##### Extract to read #####
Question

Area of a triangle is increasing at a rate of 4 cm²/sec and its altitude is increasing at a rate of 2 cm/sec. At what rave is the length of the base of the triangle changing, when its altitude is 20 cm and area is 30 cm² ?

Answer 1

we know,

area of triangle = 1/2 × altitude × base

given, area of triangle, A = 30 cm²

altitude , a = 20cm

then, base , b = ?

so, A = 1/2 ab

⇒30 cm² = 1/2 × 20cm × b

⇒60 cm² = 20cm × b

⇒b = 3cm

now, area of triangle , A = 1/2 ab

differentiating both sides with respect to time,

i.e., dA/dt = 1/2 [a (db/dt) + b (da/dt)]

given, dA/dt = 4cm²/s , da/dt = 2cm/s

so, 4 = 1/2 [20 × (db/dt) + 3 × 2 ]

⇒8 = 20 × (db/dt) + 6

⇒8 - 6 = 20 × (db/dt)

⇒2 = 20 × (db/dt)

⇒db/dt = 1/10 cm/s = 0.1 cm/s

hence, base is increasing at the rate of 0.1 cm/s
##### Stored records #####
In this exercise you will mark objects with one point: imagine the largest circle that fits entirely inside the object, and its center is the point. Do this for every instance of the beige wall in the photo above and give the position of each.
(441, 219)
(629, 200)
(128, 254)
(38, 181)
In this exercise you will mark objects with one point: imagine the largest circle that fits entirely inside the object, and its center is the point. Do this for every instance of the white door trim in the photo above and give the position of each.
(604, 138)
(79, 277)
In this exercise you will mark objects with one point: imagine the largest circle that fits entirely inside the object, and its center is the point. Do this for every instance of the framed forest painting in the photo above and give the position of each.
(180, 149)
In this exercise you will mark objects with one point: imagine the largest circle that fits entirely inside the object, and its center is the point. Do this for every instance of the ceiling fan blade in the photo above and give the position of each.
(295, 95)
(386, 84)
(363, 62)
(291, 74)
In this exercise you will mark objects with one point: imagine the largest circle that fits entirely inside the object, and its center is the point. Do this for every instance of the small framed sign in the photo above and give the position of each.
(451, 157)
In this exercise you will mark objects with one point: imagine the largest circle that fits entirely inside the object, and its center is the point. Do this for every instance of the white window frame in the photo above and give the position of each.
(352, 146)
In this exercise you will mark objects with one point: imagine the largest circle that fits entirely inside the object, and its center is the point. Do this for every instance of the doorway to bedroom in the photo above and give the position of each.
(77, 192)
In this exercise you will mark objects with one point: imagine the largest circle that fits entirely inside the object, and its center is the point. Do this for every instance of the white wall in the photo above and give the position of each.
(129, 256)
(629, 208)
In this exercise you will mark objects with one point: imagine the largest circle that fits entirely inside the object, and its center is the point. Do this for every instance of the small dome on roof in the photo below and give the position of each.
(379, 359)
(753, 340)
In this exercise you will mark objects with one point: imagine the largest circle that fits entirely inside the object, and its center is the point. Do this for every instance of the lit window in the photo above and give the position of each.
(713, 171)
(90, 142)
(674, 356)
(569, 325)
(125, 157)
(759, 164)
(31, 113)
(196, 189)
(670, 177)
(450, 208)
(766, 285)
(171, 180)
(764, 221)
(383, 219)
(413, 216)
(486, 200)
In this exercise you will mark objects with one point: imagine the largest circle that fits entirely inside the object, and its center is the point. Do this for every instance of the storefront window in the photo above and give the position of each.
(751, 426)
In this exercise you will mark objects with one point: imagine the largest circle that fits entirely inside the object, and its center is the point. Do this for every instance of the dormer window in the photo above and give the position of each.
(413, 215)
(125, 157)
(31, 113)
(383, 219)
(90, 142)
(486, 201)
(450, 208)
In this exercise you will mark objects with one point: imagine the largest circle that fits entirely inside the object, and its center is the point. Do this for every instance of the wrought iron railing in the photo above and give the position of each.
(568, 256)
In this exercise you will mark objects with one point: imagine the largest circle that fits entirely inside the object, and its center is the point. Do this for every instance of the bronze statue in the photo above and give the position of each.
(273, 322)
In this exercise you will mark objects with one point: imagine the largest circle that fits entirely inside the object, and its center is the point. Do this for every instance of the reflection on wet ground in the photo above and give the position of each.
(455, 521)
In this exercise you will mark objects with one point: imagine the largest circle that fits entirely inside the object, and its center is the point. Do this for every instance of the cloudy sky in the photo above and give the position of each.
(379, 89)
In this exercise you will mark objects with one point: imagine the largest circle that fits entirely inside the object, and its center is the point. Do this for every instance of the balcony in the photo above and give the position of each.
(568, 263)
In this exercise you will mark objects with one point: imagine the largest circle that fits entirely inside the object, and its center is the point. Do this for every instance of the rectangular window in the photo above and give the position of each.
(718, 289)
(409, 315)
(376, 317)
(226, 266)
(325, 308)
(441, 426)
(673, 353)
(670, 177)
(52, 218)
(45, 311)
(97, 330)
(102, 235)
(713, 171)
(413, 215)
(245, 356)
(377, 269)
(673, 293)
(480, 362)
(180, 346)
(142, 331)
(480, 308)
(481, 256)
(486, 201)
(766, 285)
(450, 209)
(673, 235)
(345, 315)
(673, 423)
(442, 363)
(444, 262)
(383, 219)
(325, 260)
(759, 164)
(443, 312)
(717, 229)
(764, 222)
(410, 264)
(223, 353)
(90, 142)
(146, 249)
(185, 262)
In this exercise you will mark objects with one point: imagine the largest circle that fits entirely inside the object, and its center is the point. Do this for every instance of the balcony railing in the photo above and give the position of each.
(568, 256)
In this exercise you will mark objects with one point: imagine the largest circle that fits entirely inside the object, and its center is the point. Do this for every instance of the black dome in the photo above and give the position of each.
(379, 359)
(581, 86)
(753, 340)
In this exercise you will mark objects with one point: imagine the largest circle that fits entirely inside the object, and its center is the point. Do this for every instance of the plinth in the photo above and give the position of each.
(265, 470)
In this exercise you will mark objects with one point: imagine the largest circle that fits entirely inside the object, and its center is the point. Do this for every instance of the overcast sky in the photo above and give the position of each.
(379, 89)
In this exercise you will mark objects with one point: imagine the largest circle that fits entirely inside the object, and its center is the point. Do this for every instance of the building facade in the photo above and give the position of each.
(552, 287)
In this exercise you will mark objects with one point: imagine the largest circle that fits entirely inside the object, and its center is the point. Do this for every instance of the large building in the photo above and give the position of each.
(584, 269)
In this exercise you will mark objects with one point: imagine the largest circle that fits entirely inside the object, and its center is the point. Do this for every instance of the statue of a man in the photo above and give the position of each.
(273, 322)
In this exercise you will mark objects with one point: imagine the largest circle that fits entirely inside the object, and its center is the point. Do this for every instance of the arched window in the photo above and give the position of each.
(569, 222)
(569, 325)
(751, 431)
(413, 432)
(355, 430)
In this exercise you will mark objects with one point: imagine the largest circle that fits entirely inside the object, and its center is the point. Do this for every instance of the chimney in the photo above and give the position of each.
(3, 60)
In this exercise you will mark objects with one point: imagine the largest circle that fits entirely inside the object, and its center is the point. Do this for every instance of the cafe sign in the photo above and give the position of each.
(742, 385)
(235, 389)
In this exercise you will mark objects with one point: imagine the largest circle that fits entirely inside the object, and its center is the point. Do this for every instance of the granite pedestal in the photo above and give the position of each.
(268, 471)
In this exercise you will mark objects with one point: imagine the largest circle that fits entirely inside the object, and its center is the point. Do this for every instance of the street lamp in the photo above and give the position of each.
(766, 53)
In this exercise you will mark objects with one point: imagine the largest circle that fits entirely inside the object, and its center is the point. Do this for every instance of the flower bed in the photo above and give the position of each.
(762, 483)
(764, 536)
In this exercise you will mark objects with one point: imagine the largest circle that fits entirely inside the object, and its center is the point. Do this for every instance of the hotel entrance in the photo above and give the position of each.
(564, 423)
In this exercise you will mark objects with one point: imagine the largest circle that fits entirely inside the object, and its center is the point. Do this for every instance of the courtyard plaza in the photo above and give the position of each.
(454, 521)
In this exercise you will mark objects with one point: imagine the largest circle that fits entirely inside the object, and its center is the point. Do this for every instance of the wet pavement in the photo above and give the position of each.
#####
What to work on.
A. In the solution to the triangle problem, why is b replaced by 3 in the equation "4 = 1/2 [20 × (db/dt) + 3 × 2 ]"? Answer in one to three sentences.
B. Print the records from the line containing "of the hotel" through the end of the records, without changing anything.
The text and the records have no connection to each other.

Set of answers.
A. The base was first found from the area formula A = 1/2 ab, using the given area of 30 cm² and altitude of 20 cm. This gave 30 = 1/2 × 20 × b, so 60 = 20 × b and b = 3 cm. That value of the base is then used in the differentiated equation.

B.
In this exercise you will mark objects with one point: imagine the largest circle that fits entirely inside the object, and its center is the point. Do this for every instance of the hotel entrance in the photo above and give the position of each.
(564, 423)
In this exercise you will mark objects with one point: imagine the largest circle that fits entirely inside the object, and its center is the point. Do this for every instance of the courtyard plaza in the photo above and give the position of each.
(454, 521)
In this exercise you will mark objects with one point: imagine the largest circle that fits entirely inside the object, and its center is the point. Do this for every instance of the wet pavement in the photo above and give the position of each.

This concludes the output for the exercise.